◆ Task objective: Tally the lines in the data that follows that include the word "window", and report nothing but the total.
---- Given entries
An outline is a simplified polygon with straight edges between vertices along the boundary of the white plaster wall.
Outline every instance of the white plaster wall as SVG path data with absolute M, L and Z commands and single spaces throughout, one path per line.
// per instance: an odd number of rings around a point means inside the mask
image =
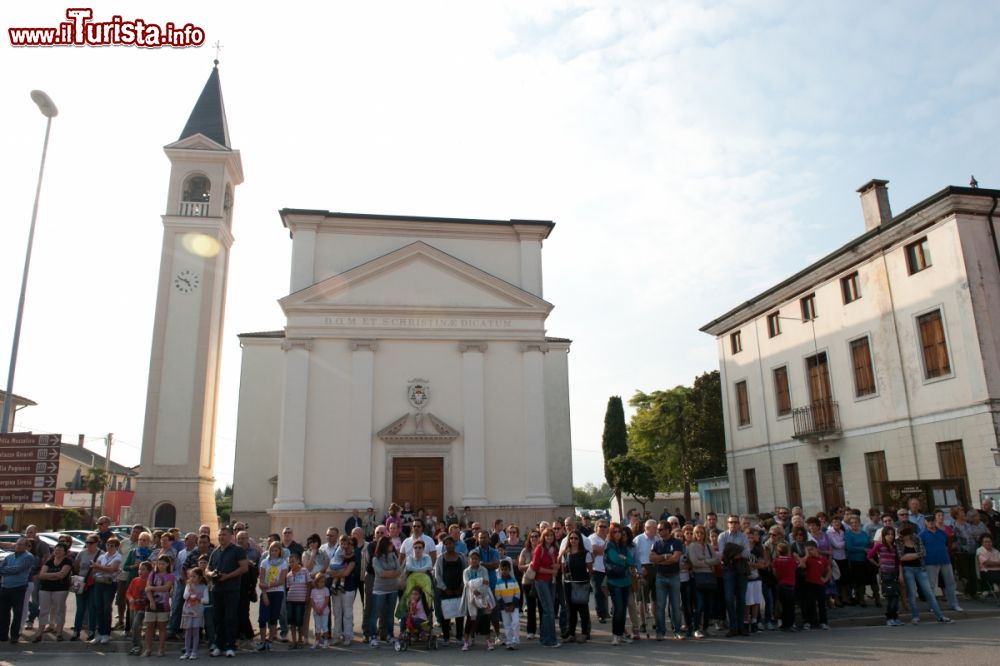
M 573 450 L 569 416 L 569 349 L 550 345 L 545 355 L 545 420 L 549 491 L 556 504 L 573 504 Z
M 495 504 L 523 504 L 525 466 L 534 456 L 524 437 L 521 347 L 491 341 L 486 351 L 486 497 Z
M 321 282 L 416 241 L 423 241 L 491 275 L 521 286 L 521 244 L 513 234 L 510 240 L 361 236 L 330 233 L 322 227 L 316 234 L 313 282 Z
M 236 413 L 233 511 L 266 511 L 278 473 L 284 354 L 280 339 L 244 338 Z
M 313 340 L 309 352 L 303 486 L 307 506 L 340 507 L 350 494 L 350 484 L 343 479 L 355 473 L 350 444 L 351 353 L 347 340 L 322 338 Z

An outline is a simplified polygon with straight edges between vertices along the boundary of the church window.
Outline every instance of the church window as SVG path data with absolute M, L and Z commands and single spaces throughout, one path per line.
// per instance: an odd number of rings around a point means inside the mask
--------
◆ Completed exercise: 2